Point-based annotation data
[start]
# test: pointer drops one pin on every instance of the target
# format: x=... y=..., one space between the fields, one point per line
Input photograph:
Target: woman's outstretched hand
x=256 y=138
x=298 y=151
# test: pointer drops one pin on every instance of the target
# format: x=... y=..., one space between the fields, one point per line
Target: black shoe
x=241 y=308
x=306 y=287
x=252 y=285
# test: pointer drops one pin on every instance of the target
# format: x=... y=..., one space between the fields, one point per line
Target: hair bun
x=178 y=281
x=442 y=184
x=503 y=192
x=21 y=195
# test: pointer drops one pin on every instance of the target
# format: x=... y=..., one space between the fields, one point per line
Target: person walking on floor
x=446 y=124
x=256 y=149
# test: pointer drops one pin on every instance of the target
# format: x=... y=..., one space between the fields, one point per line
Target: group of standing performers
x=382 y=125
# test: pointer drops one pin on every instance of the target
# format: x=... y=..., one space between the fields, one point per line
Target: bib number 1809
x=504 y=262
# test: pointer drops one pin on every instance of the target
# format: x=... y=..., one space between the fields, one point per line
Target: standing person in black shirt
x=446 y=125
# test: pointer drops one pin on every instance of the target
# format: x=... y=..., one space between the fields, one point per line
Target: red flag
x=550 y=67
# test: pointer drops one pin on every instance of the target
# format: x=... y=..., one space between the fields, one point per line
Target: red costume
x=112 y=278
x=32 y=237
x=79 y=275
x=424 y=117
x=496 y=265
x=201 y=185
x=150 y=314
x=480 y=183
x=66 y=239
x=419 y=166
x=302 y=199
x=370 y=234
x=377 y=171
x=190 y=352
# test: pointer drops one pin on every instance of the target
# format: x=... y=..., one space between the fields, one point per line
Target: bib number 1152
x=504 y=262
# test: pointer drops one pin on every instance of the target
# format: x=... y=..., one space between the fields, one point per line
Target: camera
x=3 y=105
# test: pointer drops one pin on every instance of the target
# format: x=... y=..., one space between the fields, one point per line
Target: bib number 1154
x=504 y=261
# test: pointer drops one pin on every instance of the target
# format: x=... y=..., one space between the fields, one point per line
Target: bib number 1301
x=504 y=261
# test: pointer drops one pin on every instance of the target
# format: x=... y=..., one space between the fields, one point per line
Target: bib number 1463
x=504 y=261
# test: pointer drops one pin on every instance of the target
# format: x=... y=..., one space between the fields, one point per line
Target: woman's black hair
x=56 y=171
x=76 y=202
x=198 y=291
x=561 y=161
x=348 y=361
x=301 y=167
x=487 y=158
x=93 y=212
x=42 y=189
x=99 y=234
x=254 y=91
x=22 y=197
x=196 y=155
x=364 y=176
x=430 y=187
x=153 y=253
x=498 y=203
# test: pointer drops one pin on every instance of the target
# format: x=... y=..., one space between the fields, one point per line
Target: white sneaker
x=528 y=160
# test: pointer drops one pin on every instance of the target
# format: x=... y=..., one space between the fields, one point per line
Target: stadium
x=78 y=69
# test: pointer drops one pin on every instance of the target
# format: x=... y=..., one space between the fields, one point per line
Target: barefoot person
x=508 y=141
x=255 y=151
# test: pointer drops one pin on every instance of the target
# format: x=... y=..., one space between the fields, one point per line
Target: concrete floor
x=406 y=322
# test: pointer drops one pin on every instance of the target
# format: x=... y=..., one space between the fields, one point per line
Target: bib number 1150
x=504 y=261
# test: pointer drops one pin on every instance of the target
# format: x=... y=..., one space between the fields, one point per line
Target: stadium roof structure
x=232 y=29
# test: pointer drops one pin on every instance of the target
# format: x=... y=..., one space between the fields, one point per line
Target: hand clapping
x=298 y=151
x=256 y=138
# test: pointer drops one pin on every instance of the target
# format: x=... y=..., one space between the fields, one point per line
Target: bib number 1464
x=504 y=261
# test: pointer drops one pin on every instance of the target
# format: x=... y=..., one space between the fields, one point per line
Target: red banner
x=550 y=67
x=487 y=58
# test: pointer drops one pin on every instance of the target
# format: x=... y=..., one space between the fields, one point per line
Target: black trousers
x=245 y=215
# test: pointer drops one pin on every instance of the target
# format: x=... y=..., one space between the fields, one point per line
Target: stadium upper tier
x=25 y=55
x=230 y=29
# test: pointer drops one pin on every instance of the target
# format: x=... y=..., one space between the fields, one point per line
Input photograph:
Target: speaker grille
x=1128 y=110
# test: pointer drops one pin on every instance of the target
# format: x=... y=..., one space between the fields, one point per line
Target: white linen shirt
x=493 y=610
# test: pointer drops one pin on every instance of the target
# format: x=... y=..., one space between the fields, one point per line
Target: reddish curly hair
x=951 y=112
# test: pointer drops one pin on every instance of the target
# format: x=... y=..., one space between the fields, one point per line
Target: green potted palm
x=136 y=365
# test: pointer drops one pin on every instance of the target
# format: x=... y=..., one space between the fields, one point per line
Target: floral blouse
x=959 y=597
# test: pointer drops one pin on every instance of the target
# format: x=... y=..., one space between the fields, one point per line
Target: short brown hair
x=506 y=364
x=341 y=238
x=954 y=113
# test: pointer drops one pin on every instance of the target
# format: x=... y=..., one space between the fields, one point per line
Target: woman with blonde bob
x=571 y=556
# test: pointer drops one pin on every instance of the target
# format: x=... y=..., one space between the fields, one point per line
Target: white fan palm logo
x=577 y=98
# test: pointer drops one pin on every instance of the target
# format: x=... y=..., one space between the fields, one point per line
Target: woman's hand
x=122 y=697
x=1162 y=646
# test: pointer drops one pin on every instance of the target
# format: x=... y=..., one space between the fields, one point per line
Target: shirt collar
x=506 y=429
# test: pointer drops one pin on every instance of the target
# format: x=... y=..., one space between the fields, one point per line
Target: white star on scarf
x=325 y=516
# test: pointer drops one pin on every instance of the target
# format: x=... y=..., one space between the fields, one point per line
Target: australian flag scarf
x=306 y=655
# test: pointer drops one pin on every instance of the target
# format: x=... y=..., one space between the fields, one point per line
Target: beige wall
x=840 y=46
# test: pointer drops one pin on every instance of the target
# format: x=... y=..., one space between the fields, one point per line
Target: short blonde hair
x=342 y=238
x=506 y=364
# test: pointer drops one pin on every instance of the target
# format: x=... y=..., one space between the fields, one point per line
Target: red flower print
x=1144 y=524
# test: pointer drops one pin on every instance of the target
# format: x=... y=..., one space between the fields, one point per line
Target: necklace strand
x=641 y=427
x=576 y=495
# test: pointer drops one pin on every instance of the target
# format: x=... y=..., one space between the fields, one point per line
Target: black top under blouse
[end]
Rewrite the rows from the start up to and including the line with "x=446 y=125", requests included, and output only those lines. Multiply every x and y coordinate in the points by 0.7, rounding to whole numbers with halves rounded up.

# test: pointer drops one pin on every instance of the target
# format: x=... y=..., one space between the fields, one point per line
Input photograph:
Target: woman's outstretched hand
x=179 y=97
x=209 y=106
# test: pointer drops one pin on every instance of the target
# format: x=... y=..., one space between the fields, one point per line
Target: black shoe
x=169 y=216
x=214 y=201
x=176 y=200
# test: pointer drops one pin on every instance of the target
# format: x=... y=..., one space between the fields, one point per line
Target: hair bun
x=125 y=197
x=309 y=129
x=352 y=134
x=15 y=137
# test: pointer drops one pin on every instance of the target
# format: x=... y=..., one space between the fields, one point per line
Target: person walking on floor
x=312 y=87
x=179 y=104
# test: pointer drops one pin on every instance of the target
# format: x=... y=..., one space between the fields, one point per line
Target: group of standing performers
x=267 y=88
# test: pointer drops one pin on every instance of the target
# format: x=... y=..., one space between the fields, one point per line
Target: bib number 1809
x=353 y=183
# test: pointer drops one pin on every instance of the target
# format: x=... y=..., one space between the fields, one point per line
Target: standing person in black shirt
x=312 y=88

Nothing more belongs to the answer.